## 出典文書
^^^^
トモロコシ畑

油絵を使って動物を描いています。創作活動のご報告、日常の雑記など。

『不染鉄展』『川端龍子展』『吉田博展』感想メモ:日本人の美意識を感じる世界

大学時代、週1回行っていた美術館……。最近は少々おざなりになっておりました。

だがしかし!日本画を始めたこと、都心に住み始めたことも手伝ってか、最近はかつてのような勢いで行っております!

 

ということで、現在開催中の展示会たちの感想を書いてみます。今回は日本人作家の展示群ということで、下記3点の展示について。

 

 

混雑度なんかもご参考に書いてみますので、ご興味持たれた方はぜひぜひ足を運んでみてください^^

 

不染鉄展

1891年に生まれ、長年絵筆をとりながらも、途中画壇を離れ、独り制作を続けてきた作家。それゆえ、回顧展は21年前以来の開催となります。
^^^^
## 提供情報
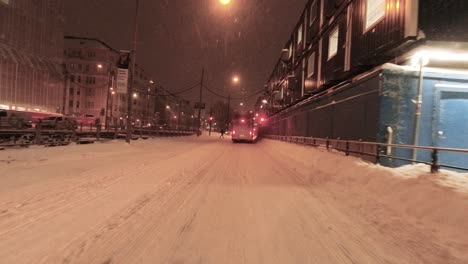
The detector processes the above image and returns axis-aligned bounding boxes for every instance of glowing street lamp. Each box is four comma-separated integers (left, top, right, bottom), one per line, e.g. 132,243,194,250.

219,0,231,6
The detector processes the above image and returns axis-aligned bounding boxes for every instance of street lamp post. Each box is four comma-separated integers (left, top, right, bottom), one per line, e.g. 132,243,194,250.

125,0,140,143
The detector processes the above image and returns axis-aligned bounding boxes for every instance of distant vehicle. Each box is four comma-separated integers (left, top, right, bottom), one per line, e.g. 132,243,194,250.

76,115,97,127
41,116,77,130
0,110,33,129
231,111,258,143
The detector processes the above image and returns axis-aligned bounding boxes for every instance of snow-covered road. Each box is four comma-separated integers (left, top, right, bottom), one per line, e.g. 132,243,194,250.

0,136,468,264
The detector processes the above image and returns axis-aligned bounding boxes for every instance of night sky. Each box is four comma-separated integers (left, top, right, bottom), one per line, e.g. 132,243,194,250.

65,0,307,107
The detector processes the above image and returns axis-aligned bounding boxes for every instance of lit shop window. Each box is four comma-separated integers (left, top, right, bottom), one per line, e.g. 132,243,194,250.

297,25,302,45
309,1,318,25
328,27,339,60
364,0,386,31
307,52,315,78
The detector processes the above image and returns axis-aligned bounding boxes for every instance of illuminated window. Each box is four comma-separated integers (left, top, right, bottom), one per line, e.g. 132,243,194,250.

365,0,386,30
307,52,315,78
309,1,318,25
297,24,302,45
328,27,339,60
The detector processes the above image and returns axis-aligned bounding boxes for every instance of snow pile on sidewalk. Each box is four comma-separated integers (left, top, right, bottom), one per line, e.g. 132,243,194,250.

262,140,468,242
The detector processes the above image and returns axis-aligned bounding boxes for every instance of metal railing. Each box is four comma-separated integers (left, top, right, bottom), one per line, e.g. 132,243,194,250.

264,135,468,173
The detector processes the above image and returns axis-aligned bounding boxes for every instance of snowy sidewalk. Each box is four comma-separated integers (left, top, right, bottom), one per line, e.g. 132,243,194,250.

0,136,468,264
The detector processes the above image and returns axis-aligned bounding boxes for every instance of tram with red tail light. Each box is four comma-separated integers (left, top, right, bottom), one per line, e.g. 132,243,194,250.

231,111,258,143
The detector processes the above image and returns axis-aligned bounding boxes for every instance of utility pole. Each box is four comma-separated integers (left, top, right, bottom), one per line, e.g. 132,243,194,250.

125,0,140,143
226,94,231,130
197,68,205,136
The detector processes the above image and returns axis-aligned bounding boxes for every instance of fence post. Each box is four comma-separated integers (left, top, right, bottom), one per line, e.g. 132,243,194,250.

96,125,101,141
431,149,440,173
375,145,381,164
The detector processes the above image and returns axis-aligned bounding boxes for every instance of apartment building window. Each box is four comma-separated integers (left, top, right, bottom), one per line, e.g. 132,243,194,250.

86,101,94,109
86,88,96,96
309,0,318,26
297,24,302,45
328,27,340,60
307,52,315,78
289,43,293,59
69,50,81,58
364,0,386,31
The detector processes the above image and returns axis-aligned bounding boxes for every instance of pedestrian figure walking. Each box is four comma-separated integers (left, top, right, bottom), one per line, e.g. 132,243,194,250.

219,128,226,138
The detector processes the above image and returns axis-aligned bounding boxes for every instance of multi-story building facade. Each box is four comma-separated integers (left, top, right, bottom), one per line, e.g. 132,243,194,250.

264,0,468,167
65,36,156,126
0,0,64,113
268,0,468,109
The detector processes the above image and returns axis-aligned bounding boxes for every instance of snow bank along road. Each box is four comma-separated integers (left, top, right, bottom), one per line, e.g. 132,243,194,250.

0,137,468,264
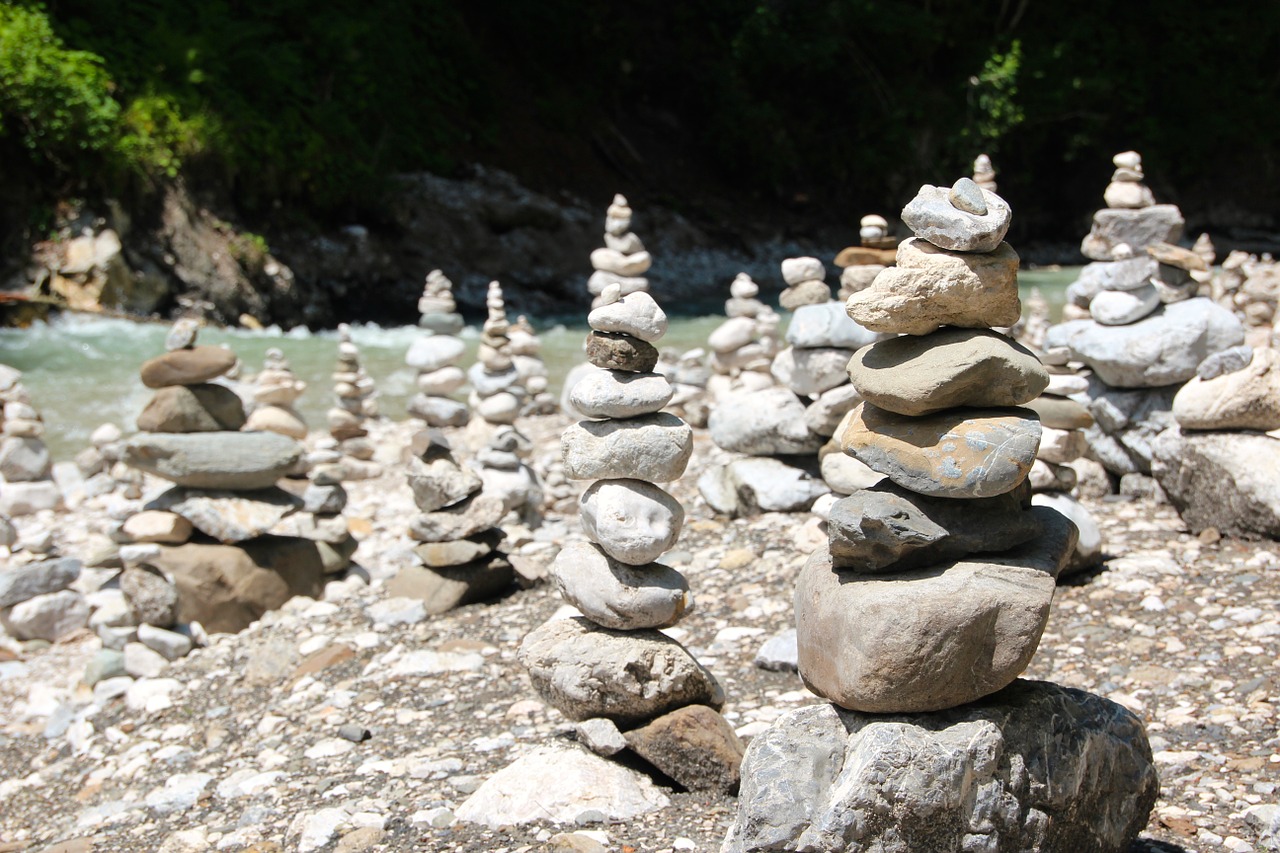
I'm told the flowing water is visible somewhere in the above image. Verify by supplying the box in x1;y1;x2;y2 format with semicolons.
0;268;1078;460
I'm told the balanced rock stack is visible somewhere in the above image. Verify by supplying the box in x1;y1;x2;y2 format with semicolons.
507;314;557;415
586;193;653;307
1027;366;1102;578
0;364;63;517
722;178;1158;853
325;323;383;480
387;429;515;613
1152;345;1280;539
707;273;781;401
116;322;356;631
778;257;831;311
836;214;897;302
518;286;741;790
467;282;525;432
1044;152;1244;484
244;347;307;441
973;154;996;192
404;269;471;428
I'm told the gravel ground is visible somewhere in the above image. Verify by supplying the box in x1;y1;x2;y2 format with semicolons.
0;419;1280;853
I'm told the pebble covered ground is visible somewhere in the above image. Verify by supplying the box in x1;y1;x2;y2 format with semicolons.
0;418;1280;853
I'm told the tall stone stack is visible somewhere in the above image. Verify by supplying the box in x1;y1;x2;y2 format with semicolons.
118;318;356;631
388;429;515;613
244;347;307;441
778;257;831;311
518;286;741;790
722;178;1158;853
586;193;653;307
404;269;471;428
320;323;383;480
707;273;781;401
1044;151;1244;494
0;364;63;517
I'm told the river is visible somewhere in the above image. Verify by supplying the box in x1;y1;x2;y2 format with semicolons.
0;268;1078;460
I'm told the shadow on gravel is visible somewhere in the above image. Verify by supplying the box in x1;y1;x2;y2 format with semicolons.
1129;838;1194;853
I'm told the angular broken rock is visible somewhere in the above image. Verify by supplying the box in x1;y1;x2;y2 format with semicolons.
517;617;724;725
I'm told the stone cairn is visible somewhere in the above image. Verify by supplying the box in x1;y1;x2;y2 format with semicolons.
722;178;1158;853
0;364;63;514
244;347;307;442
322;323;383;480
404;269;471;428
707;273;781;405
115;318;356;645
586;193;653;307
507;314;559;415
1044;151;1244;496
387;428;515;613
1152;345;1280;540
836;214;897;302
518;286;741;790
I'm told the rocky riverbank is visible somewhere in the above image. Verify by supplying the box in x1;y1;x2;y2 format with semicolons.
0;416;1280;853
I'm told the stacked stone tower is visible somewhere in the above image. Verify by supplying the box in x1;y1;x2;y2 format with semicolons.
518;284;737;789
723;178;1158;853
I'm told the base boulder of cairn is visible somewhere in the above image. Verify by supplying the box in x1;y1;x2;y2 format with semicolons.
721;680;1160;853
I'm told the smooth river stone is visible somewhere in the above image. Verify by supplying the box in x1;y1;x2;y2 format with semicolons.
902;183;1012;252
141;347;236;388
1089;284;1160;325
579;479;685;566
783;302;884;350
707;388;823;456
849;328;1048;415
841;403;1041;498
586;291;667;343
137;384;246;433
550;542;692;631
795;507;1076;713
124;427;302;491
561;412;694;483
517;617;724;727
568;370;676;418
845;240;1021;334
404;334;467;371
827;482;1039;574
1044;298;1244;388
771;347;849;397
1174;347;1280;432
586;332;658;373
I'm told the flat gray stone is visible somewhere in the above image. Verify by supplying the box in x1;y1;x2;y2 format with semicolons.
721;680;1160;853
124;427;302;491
^^^^
## 課題の指示
A – 出典文書の美術展感想記事について、次の問いに答えなさい。
(i) 筆者は大学時代、どのくらいの頻度で美術館に行っていたか。
(ii) 最近また美術館によく行くようになったことを手伝ったとされる二つの事柄は何か。
(iii) 不染鉄は何年に生まれたか。
B – 記録のうち、「I'm told the balanced」を含む行に始まり「1129;838;1194;853」を含む行で終わる部分(両端の行を含む)だけを、2列のCSVとして整理しなさい。列名は「依頼文」と「解答」とし、依頼1件につき1行、各値は改行を空白に置き換えたうえで二重引用符で囲んだ一つのフィールドに収めること。

## 課題別解答
A –
(i) 週1回
(ii) 日本画を始めたことと、都心に住み始めたこと
(iii) 1891年

B –
依頼文,解答
"I'm told the balanced rock stack is visible somewhere in the above image. Verify by supplying the box in x1;y1;x2;y2 format with semicolons.","507;314;557;415 586;193;653;307 1027;366;1102;578 0;364;63;517 722;178;1158;853 325;323;383;480 387;429;515;613 1152;345;1280;539 707;273;781;401 116;322;356;631 778;257;831;311 836;214;897;302 518;286;741;790 467;282;525;432 1044;152;1244;484 244;347;307;441 973;154;996;192 404;269;471;428"
"I'm told the gravel ground is visible somewhere in the above image. Verify by supplying the box in x1;y1;x2;y2 format with semicolons.","0;419;1280;853"
"I'm told the pebble covered ground is visible somewhere in the above image. Verify by supplying the box in x1;y1;x2;y2 format with semicolons.","0;418;1280;853"
"I'm told the tall stone stack is visible somewhere in the above image. Verify by supplying the box in x1;y1;x2;y2 format with semicolons.","118;318;356;631 388;429;515;613 244;347;307;441 778;257;831;311 518;286;741;790 722;178;1158;853 586;193;653;307 404;269;471;428 320;323;383;480 707;273;781;401 1044;151;1244;494 0;364;63;517"
"I'm told the river is visible somewhere in the above image. Verify by supplying the box in x1;y1;x2;y2 format with semicolons.","0;268;1078;460"
"I'm told the shadow on gravel is visible somewhere in the above image. Verify by supplying the box in x1;y1;x2;y2 format with semicolons.","1129;838;1194;853"